96. Unique Binary Search Trees (Medium)

Given an integer n, return the number of structurally unique BST's (binary search trees) which has exactly n nodes of unique values from 1 to n.

 

Example 1:

Input: n = 3
Output: 5

Example 2:

Input: n = 1
Output: 1

 

Constraints:

• 1 <= n <= 19

A:
递归调用 方法，

public class UniqueBinarySearchTrees {
    public int numTrees(int n) {
        // DP method
        if (n == 0 || n == 1)
            return 1;
        if (n == 2)
            return 2;
        int sum = 0;
        for (int i = 1; i <= n; i++) { // choose i as the root.

[所给材料]

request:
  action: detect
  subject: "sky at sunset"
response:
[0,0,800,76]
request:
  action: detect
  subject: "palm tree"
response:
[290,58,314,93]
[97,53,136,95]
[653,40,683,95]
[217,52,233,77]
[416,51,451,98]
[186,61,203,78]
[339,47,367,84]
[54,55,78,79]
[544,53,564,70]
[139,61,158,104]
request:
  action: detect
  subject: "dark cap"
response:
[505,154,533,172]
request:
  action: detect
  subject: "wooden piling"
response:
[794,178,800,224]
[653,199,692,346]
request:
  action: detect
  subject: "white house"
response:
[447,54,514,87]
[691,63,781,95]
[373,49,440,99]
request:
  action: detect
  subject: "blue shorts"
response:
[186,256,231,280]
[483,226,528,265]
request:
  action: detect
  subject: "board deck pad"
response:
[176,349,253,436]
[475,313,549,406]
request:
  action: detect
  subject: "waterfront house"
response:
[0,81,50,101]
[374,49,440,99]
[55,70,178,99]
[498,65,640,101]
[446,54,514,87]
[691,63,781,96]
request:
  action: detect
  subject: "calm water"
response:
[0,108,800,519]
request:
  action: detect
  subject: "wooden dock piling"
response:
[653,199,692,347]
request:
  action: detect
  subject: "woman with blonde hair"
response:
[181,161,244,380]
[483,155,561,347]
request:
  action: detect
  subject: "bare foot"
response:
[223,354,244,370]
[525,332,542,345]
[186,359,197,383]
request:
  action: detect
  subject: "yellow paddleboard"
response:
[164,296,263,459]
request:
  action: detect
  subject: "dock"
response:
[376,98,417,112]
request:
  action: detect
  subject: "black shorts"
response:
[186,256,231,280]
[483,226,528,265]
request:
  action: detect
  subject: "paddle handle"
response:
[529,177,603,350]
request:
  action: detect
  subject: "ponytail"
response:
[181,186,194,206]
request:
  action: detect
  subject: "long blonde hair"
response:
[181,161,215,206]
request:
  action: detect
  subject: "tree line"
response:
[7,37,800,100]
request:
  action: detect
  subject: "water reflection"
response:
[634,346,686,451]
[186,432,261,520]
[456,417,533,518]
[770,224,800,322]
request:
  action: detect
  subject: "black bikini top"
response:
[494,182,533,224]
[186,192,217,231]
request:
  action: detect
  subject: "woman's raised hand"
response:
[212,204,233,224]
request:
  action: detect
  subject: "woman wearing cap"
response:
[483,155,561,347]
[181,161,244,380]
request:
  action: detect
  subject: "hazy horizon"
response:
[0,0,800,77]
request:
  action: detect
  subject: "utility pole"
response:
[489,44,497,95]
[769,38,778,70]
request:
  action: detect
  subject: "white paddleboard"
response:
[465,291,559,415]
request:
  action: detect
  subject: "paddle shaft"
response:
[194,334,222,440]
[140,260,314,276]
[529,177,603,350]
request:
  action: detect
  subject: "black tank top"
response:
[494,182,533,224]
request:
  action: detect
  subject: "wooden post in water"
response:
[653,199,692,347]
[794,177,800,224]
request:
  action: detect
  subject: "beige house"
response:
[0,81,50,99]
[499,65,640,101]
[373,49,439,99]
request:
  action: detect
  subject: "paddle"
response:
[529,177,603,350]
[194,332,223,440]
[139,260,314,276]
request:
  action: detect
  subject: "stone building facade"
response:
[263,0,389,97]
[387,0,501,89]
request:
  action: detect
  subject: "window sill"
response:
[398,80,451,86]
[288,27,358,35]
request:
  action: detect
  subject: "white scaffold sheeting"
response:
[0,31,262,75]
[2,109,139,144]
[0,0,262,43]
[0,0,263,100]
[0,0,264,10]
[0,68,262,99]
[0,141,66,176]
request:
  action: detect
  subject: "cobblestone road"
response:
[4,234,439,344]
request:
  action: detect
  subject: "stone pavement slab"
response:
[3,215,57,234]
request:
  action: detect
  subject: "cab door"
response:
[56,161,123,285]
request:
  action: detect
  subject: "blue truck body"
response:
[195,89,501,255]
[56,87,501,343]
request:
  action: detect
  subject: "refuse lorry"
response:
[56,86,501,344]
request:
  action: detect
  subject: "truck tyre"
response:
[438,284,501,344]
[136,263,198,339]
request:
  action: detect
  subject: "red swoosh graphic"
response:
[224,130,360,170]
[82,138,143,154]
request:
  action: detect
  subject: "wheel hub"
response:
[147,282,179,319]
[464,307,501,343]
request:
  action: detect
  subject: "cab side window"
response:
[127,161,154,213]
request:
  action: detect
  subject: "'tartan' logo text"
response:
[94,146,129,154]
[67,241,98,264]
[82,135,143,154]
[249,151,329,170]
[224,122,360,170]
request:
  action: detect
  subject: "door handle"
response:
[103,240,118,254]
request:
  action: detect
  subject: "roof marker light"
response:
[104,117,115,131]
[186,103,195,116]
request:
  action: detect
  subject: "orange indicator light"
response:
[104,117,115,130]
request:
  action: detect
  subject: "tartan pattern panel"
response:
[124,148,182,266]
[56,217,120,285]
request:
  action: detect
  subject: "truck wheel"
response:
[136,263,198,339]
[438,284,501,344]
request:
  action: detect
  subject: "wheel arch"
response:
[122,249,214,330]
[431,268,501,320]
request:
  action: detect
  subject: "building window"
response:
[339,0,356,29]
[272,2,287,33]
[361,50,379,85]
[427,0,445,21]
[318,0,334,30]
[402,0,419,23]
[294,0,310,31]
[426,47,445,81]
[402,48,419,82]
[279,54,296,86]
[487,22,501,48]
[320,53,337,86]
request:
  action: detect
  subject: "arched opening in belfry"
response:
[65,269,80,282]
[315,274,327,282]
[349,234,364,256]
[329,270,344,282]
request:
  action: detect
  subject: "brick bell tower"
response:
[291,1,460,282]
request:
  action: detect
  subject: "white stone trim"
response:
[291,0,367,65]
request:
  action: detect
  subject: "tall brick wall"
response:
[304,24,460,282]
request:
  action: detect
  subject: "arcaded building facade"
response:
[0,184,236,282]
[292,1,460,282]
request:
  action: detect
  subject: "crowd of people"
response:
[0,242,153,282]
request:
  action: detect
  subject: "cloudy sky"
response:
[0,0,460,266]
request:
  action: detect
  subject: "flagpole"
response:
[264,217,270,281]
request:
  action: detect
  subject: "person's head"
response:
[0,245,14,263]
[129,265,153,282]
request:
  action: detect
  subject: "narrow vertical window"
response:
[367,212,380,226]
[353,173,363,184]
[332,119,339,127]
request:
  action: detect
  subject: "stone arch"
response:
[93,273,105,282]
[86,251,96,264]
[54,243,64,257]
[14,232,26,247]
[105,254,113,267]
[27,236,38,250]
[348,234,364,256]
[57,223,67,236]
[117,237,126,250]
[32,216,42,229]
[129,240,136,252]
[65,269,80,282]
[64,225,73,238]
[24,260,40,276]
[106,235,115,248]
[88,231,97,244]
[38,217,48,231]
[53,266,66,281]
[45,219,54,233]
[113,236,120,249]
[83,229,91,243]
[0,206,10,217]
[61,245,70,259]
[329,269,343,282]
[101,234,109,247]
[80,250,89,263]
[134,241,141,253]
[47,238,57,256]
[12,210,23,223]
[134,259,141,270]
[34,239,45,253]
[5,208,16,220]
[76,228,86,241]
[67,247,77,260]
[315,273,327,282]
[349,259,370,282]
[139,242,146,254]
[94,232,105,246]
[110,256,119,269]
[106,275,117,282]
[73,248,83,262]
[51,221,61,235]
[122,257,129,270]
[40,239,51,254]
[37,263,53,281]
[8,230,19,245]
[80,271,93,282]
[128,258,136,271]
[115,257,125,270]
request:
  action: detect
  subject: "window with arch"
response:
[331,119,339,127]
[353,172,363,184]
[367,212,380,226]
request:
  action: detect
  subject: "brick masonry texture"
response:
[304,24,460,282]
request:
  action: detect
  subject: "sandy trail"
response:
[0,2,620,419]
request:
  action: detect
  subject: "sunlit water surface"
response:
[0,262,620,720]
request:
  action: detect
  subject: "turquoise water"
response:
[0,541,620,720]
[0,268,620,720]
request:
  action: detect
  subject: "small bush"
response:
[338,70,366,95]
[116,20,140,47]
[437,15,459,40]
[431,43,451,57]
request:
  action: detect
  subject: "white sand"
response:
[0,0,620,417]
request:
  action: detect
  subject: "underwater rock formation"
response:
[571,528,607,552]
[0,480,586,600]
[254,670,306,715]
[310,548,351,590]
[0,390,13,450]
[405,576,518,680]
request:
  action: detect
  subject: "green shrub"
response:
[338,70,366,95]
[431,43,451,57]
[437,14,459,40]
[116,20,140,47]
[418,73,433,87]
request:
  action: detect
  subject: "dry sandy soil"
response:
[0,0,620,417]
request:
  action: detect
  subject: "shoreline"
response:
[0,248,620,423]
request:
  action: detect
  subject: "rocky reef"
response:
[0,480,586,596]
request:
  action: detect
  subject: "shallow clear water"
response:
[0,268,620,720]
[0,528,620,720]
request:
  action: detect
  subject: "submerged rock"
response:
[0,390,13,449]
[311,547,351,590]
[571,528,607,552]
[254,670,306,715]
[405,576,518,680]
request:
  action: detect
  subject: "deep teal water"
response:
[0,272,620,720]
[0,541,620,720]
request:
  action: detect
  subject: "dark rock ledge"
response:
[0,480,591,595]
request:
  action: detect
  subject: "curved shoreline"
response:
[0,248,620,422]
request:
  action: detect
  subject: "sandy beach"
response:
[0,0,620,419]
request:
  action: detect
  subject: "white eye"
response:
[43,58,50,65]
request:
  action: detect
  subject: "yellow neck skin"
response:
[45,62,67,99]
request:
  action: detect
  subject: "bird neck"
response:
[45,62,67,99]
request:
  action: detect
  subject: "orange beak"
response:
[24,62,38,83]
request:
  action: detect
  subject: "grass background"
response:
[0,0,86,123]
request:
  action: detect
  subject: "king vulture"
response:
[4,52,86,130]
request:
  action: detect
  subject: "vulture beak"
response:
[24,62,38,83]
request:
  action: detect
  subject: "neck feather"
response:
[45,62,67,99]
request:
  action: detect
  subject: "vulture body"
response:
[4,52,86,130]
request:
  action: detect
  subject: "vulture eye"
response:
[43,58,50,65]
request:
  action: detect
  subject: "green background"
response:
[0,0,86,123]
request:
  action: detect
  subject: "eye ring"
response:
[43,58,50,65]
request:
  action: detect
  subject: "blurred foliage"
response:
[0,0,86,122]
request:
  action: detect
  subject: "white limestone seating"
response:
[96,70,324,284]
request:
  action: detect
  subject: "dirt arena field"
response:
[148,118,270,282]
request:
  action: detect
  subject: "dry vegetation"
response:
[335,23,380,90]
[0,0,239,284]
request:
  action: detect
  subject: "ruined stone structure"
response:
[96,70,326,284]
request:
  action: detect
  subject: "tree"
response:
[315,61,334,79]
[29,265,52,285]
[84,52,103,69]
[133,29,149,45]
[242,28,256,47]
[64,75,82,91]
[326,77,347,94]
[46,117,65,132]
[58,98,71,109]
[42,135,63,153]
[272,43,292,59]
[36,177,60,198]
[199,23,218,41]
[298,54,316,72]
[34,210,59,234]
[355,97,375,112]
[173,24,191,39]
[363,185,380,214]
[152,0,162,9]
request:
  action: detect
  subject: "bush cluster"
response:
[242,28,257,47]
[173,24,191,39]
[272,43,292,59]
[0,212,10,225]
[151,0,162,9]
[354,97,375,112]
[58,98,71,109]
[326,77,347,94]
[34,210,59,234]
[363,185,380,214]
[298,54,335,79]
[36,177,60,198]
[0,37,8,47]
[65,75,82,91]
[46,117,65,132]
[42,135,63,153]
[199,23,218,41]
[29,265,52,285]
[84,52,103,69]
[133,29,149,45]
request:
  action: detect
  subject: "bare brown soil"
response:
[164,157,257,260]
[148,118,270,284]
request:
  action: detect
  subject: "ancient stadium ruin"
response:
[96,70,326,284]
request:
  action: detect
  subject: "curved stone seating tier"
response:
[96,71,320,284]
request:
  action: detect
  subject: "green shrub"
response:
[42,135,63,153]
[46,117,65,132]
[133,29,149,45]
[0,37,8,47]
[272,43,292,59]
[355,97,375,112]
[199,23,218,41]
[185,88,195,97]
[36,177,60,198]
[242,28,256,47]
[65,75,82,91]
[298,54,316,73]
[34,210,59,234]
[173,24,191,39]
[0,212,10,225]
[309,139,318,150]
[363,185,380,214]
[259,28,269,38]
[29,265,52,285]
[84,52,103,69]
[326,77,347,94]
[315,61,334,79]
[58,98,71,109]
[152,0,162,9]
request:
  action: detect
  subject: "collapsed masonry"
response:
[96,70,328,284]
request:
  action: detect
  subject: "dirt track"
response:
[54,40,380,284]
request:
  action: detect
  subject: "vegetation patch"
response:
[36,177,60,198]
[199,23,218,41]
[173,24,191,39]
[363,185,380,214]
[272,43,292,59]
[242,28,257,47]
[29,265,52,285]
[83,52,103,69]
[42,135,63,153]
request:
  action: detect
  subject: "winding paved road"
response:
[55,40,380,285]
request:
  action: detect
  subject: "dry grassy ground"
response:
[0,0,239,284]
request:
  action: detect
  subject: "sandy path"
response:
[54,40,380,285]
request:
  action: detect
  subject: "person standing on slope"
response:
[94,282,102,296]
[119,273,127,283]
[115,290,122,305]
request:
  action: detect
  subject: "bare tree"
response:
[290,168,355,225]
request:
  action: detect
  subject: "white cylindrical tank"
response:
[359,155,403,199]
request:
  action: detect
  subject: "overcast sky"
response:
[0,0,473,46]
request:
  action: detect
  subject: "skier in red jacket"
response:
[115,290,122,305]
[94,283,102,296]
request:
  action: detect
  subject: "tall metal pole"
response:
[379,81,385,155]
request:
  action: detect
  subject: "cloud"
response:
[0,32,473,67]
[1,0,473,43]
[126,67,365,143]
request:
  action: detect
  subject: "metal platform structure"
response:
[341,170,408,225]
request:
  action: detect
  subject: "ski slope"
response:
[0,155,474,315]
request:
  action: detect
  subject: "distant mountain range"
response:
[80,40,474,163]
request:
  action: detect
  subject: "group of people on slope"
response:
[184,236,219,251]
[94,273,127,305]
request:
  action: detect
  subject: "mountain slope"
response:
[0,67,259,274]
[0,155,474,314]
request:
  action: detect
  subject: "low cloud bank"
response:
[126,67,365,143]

[待完成任务]
[1] 关于二叉搜索树计数题文，请回答：
(a) 当 n = 3 时，示例给出的输出是多少？
(b) 约束条件规定 n 的取值范围是什么？
(c) 代码中定义的类叫什么名字？
[2] 请改写二叉搜索树计数题文中从“public class UniqueBinarySearchTrees”一直到“as the root.”的部分，把其中的“sum”换成“total”。
[3] 请从二叉搜索树计数题文的末尾续写下去。

[逐题答案]
[1]
(a) 5
(b) 1 <= n <= 19
(c) UniqueBinarySearchTrees

[2]
public class UniqueBinarySearchTrees {
    public int numTrees(int n) {
        // DP method
        if (n == 0 || n == 1)
            return 1;
        if (n == 2)
            return 2;
        int total = 0;
        for (int i = 1; i <= n; i++) { // choose i as the root.

[3]
            sum = sum + (numTrees(i - 1) * numTrees(n - i));
        }
        return sum;
    }
}

------------------ From Top Down 。 遇到了就记下来

class Solution {

public:

int numTrees(int n) {

return helper(1,n+1);

}

private:

int helper(int low, int high){

auto it = map.find(high-low);

if( it != map.end()){

return it->second;

}

int sum = 0;

for(int i =low; i<high; i++){

sum += helper(low,i) * helper(i+1,high);

}

map[high-low] = sum;

return sum;

}

unordered_map<int,int> map{{0,1}};

};

--------------------------------------第二遍----  bottom up ,  先算小的---------------------------
           这次是真正的DP       而且是主动DP

class Solution {
public:
    int numTrees(int n) {
        vector<int> A(n + 1, 0);
        A[0] = 1;
        for (int i = 1; i < n + 1; ++i)
            for (int rootVal = 1; rootVal <= i; ++rootVal)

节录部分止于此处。